Show every line of the records below that contains the word "blue", matching case exactly.

--- Extracted data ---

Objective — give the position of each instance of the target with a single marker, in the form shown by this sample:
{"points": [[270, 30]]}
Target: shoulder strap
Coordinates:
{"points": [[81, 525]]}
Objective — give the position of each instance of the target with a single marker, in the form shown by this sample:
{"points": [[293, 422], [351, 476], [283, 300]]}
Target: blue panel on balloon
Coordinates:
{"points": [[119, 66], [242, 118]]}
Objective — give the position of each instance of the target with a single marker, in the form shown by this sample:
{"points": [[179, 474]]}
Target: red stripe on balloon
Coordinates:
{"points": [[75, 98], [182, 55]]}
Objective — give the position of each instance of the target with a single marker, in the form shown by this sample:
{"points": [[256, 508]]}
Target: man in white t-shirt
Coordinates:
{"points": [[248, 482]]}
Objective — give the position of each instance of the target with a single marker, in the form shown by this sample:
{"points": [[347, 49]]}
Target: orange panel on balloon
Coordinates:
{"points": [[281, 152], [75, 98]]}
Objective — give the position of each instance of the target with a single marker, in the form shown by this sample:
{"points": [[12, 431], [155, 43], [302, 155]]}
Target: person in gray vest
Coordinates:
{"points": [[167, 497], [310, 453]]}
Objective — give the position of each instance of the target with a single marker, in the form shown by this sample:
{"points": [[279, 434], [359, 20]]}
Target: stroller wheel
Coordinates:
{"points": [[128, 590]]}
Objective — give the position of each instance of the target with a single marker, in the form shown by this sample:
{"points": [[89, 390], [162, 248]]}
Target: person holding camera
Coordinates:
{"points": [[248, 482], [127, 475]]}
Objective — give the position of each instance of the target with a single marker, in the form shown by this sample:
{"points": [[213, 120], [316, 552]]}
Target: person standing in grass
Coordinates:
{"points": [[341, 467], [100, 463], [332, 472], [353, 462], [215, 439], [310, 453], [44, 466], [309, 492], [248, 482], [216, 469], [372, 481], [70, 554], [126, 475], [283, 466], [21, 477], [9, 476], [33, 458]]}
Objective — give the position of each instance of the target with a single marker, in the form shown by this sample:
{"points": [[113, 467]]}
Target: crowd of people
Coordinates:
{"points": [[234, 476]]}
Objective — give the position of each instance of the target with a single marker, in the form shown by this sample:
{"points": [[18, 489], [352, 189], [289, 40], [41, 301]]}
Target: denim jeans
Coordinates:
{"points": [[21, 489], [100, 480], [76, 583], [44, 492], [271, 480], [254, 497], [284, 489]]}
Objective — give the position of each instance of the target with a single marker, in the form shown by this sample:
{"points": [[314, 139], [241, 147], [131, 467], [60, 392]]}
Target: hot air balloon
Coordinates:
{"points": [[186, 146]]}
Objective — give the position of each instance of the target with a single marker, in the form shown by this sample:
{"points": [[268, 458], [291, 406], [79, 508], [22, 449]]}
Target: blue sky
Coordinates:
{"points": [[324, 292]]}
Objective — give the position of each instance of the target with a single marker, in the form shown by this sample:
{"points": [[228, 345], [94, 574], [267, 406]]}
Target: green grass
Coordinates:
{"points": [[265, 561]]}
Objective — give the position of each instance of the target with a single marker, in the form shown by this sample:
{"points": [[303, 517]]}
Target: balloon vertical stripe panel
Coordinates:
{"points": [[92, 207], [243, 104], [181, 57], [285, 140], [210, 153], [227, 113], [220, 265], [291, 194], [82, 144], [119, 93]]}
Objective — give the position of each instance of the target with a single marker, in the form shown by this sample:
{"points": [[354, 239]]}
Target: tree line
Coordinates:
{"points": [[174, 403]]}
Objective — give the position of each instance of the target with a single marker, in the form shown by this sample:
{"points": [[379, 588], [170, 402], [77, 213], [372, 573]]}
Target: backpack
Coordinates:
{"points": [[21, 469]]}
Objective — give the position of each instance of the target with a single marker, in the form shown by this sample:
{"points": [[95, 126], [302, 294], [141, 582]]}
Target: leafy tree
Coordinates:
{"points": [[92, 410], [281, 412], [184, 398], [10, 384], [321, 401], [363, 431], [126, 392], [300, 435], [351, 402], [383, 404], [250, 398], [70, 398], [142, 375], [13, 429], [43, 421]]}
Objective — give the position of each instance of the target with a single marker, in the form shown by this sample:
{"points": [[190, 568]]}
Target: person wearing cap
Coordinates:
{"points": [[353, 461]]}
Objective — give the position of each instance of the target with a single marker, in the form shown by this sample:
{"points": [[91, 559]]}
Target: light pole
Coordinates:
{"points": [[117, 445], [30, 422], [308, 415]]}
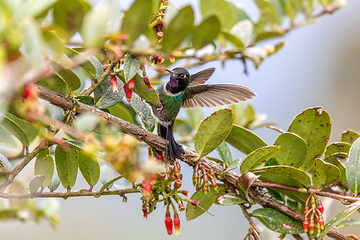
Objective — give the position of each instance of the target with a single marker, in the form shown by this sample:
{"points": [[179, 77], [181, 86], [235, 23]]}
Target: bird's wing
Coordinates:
{"points": [[211, 95], [201, 77]]}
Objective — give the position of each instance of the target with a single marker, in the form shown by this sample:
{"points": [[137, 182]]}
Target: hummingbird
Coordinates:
{"points": [[185, 90]]}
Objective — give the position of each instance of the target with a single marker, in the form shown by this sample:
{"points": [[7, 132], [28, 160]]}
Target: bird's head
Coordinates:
{"points": [[179, 79]]}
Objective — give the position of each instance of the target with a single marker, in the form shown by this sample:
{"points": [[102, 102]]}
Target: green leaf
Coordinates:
{"points": [[131, 66], [231, 199], [224, 153], [69, 14], [178, 29], [268, 35], [144, 112], [86, 122], [337, 147], [278, 221], [213, 131], [66, 166], [335, 159], [288, 176], [104, 95], [44, 166], [349, 136], [233, 165], [36, 183], [314, 126], [89, 168], [244, 140], [5, 163], [349, 223], [55, 83], [205, 202], [353, 167], [122, 112], [324, 174], [243, 30], [258, 157], [137, 19], [15, 130], [339, 218], [31, 130], [86, 100], [293, 150], [232, 39], [87, 65], [206, 32], [194, 116], [222, 9], [143, 91], [106, 174], [292, 8], [69, 76]]}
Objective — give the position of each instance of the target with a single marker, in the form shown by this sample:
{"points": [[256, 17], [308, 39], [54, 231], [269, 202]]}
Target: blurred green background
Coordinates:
{"points": [[318, 66]]}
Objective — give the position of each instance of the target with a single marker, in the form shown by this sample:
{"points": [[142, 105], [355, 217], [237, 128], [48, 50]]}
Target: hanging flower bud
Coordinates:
{"points": [[306, 224], [177, 224], [195, 203], [147, 188], [172, 59], [320, 207], [147, 82], [181, 207], [128, 93], [168, 223], [144, 211], [113, 82], [30, 92], [131, 83], [177, 184]]}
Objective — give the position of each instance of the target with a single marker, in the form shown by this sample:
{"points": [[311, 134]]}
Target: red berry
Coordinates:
{"points": [[177, 224], [113, 82], [168, 223]]}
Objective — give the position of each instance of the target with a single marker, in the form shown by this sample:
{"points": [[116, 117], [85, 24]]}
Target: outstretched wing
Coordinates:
{"points": [[211, 95], [201, 77]]}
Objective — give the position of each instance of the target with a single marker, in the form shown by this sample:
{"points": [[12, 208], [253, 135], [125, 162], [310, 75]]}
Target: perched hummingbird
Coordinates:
{"points": [[188, 91]]}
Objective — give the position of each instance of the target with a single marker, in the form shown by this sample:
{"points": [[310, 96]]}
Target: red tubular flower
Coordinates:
{"points": [[147, 82], [168, 223], [306, 224], [185, 192], [181, 207], [194, 203], [113, 82], [31, 91], [131, 83], [320, 207], [147, 188], [177, 224], [144, 211], [128, 93]]}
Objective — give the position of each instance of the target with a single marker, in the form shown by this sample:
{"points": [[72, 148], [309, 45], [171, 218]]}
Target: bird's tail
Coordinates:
{"points": [[173, 148]]}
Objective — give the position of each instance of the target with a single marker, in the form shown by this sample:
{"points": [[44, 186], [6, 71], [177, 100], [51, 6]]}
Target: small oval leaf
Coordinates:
{"points": [[257, 158], [244, 140], [293, 150], [353, 167], [213, 131], [278, 221]]}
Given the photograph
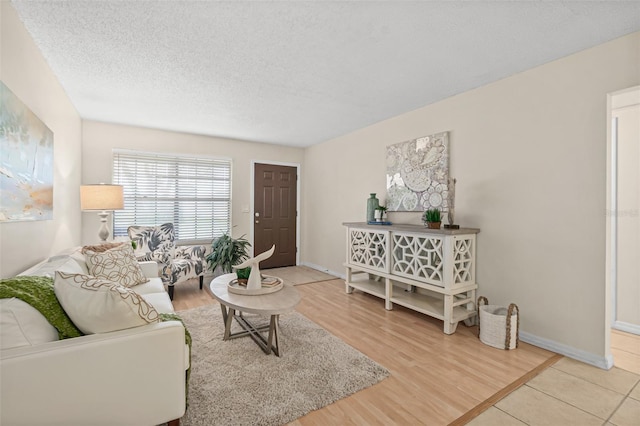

---

• The completed task:
Target: blue panel on balloon
Target: blue sky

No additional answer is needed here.